_CHALLENGE:_
Show each line in the rows below that contains the word "Query". Case matters.
Begin DATA
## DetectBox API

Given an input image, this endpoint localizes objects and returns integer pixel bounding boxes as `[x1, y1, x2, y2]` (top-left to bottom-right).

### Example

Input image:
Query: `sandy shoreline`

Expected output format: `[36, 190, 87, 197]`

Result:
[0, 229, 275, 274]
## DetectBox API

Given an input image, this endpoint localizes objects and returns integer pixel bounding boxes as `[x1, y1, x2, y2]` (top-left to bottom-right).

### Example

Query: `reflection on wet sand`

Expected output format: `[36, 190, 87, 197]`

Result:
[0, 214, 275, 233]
End DATA
Begin DATA
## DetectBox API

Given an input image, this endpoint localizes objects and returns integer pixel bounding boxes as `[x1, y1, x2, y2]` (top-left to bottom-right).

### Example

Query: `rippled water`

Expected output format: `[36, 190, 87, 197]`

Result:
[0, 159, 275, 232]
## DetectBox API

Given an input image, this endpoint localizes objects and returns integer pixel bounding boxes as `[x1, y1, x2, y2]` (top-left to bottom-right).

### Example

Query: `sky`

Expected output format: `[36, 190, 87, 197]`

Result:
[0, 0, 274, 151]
End DATA
Begin DATA
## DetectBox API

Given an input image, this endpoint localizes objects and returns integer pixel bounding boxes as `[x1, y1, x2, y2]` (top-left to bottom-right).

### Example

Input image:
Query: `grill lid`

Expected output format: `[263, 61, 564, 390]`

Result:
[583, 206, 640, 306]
End DATA
_WRITTEN ANSWER:_
Query: `sandy shoreline`
Query: `reflection on wet sand`
Query: `rippled water`
Query: `sky`
Query: `grill lid`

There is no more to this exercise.